--- START OF STORED ROWS ---
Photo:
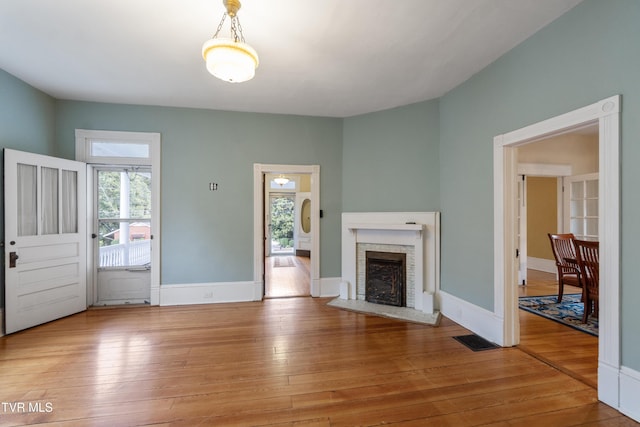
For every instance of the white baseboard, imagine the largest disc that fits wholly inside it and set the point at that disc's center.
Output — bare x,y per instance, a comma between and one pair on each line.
541,264
210,293
330,286
213,293
477,319
629,392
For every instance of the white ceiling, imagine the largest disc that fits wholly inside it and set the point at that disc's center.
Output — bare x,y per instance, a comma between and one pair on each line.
334,58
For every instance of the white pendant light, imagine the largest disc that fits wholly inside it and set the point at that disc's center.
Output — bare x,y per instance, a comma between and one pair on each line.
230,59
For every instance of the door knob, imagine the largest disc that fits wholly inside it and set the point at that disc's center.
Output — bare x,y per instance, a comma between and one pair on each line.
13,257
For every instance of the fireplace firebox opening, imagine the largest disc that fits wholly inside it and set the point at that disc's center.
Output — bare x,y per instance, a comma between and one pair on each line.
386,278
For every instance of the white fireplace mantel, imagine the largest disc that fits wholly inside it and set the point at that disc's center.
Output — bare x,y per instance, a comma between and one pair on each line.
421,230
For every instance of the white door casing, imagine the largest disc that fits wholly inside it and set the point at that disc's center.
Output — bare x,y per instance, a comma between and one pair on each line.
145,152
45,265
606,113
259,171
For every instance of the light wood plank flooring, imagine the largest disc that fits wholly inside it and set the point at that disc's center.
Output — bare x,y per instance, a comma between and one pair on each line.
565,348
287,276
281,362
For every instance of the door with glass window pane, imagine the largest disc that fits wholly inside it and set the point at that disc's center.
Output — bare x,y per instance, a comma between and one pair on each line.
581,206
45,245
123,236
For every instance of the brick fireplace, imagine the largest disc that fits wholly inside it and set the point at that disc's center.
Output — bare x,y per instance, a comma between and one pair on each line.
412,237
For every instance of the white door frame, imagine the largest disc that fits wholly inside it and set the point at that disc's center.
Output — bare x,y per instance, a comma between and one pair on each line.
259,171
152,139
606,113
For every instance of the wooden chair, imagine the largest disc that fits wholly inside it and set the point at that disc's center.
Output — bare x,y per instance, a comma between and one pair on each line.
565,255
588,257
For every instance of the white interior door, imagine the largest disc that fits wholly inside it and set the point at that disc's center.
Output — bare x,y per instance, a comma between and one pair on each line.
123,235
45,245
522,229
581,206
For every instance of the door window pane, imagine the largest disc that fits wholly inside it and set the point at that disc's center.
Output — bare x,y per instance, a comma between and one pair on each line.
49,201
69,201
124,243
124,194
27,200
124,217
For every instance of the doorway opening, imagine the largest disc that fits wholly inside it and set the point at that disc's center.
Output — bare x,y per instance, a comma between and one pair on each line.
558,193
123,216
286,271
606,115
286,248
123,242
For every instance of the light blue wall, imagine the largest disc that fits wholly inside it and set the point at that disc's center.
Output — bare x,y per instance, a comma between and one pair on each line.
207,236
586,55
390,160
435,155
27,123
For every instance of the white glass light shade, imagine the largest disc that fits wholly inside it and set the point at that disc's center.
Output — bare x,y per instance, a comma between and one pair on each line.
229,60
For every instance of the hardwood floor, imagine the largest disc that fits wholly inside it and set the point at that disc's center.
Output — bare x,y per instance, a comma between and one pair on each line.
287,276
280,362
565,348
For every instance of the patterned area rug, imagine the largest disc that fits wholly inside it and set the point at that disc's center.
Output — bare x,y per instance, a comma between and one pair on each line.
568,312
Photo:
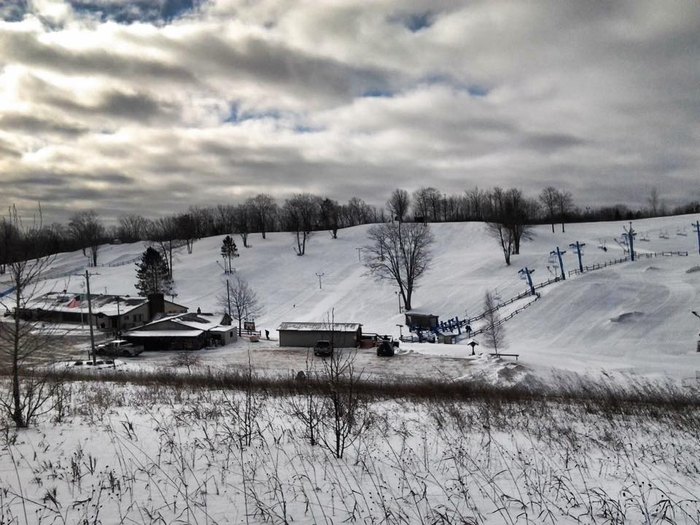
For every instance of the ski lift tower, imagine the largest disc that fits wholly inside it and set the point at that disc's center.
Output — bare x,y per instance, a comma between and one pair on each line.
526,275
630,234
555,256
578,246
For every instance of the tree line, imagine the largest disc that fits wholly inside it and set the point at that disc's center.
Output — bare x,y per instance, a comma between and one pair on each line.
304,213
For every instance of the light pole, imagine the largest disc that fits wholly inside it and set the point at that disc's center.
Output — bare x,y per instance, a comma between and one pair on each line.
631,234
119,319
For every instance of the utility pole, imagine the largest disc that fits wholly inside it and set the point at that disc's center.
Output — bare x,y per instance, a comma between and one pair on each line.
631,234
577,246
228,297
559,253
92,333
526,274
119,320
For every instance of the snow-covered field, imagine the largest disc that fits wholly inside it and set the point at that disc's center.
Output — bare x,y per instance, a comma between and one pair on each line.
153,454
630,318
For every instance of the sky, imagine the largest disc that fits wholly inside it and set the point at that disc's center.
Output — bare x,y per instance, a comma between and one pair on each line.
152,106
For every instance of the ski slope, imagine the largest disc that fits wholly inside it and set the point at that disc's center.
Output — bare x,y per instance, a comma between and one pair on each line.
632,317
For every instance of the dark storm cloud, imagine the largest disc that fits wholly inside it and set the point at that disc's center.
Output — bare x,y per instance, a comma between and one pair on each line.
209,101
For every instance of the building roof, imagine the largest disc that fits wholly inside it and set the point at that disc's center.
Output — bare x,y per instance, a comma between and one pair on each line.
192,321
77,303
109,305
320,327
165,333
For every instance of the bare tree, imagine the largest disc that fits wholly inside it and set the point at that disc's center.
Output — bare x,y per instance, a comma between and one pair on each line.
501,221
549,197
23,338
300,215
494,332
427,203
187,229
132,228
399,252
264,210
329,216
398,205
243,220
504,236
241,301
163,233
345,415
225,219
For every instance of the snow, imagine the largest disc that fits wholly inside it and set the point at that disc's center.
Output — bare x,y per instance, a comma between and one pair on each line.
313,327
113,453
632,317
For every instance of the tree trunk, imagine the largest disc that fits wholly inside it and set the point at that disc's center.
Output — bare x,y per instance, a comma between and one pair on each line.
17,416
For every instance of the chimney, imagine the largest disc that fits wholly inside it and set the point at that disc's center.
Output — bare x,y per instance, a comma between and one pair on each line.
156,305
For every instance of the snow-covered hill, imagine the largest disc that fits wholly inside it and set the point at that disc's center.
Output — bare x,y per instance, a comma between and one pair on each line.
632,316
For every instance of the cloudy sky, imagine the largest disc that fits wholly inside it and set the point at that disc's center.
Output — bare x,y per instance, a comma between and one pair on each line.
150,106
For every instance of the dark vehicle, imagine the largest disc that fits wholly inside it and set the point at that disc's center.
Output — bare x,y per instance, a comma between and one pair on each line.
386,348
118,348
323,348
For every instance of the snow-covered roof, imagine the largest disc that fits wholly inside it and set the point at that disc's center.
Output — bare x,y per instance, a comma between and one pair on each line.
165,333
75,302
320,327
201,322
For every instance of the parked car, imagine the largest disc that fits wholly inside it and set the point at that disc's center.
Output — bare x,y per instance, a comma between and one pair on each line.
323,348
386,348
118,348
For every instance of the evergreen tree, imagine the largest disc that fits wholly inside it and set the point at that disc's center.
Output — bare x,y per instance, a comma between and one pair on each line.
229,250
152,274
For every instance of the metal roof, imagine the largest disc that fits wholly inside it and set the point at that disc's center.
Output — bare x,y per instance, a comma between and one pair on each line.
320,327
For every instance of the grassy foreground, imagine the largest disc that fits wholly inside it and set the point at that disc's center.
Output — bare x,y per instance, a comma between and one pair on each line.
230,447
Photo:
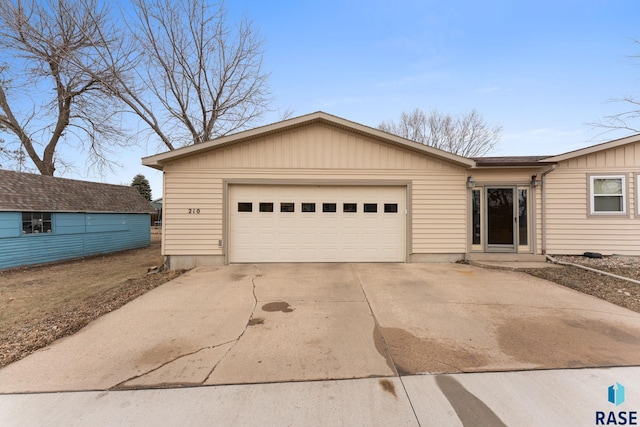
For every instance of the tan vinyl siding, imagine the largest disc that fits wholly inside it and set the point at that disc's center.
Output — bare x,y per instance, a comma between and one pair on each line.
311,154
570,228
191,234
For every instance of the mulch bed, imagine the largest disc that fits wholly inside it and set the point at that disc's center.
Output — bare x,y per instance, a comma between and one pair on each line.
621,292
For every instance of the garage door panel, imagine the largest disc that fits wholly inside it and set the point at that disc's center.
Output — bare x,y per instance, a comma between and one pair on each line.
316,236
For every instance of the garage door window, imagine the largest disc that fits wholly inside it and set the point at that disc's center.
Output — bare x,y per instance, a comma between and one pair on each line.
266,207
350,207
390,208
328,207
245,207
371,207
287,207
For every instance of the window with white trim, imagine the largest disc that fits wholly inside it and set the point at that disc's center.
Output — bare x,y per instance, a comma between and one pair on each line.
608,194
36,222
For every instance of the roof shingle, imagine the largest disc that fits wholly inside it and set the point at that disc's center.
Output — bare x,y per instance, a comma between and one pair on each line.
29,192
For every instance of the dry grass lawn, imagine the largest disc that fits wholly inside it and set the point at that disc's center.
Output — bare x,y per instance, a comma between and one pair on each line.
41,304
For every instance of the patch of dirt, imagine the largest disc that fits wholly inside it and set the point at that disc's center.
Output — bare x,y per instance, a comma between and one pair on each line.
553,342
44,303
277,306
620,292
388,387
415,355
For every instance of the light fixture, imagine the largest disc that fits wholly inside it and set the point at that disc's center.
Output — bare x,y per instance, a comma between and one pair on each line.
471,182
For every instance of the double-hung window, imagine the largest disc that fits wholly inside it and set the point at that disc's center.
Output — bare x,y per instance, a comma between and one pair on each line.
608,195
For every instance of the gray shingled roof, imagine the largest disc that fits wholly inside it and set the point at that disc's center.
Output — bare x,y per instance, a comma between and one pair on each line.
511,161
29,192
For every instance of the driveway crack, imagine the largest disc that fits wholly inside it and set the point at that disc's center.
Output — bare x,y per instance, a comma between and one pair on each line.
121,384
255,305
378,332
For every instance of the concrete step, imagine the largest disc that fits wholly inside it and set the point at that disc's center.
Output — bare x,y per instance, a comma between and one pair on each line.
503,257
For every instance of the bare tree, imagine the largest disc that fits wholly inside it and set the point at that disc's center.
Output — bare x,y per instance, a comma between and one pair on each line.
51,88
625,121
187,74
468,135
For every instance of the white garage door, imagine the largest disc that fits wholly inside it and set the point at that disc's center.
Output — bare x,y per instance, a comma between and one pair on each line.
271,223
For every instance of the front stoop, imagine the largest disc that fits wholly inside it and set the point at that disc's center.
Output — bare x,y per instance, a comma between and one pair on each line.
503,257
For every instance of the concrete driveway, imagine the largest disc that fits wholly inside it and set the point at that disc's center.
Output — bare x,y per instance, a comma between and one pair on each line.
294,322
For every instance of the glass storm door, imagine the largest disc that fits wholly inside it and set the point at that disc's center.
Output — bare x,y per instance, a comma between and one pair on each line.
501,219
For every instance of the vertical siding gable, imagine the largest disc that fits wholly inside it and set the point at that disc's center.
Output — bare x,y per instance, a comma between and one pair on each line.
315,146
570,229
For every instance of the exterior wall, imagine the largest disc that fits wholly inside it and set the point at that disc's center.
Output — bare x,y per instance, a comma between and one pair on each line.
521,177
74,235
570,228
309,155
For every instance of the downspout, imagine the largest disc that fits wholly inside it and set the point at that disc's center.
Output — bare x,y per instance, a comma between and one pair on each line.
544,207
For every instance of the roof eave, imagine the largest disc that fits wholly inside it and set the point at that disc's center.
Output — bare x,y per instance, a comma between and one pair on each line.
593,149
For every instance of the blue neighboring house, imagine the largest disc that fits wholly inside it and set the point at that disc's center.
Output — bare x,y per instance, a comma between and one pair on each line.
45,219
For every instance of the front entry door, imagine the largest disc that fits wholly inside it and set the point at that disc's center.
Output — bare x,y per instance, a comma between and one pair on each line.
501,219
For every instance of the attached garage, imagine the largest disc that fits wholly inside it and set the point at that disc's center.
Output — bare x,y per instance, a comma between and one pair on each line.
316,223
315,188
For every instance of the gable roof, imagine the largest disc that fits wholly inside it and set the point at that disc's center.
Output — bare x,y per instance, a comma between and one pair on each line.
157,161
29,192
593,149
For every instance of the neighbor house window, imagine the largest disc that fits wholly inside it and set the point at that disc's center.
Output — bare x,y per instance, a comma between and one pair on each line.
608,194
36,222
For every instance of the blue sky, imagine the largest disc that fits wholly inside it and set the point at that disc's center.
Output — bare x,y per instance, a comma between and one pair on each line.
542,70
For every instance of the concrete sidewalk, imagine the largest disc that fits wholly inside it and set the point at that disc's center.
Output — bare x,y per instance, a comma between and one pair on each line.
530,398
243,324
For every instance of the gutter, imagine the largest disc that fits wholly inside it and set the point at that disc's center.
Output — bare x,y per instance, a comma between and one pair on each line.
604,273
544,207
--- END OF STORED ROWS ---
Write out, word for word, the line containing "For every instance of the blue sky, imagine" and every line after it to the end of the data above.

ANSWER TO THE EXERCISE →
For every instance of the blue sky, imagine the largest disc that fits wholly inside it and set the point at that disc's center.
Output — bare x,y per instance, a comma between and one pair on each line.
542,70
For every instance of the concrete sidewalk, imagine the largest disc that fits wholly inside it and set the point at that disc's center.
Output — bare x,y per instance, a comma between and one pair on each line.
530,398
243,324
For every instance of the gutter, imagine the largest disc that fits wholly inside it and set the point at that disc's center.
Output — bare x,y per instance, a comma between and one pair on each line.
604,273
544,207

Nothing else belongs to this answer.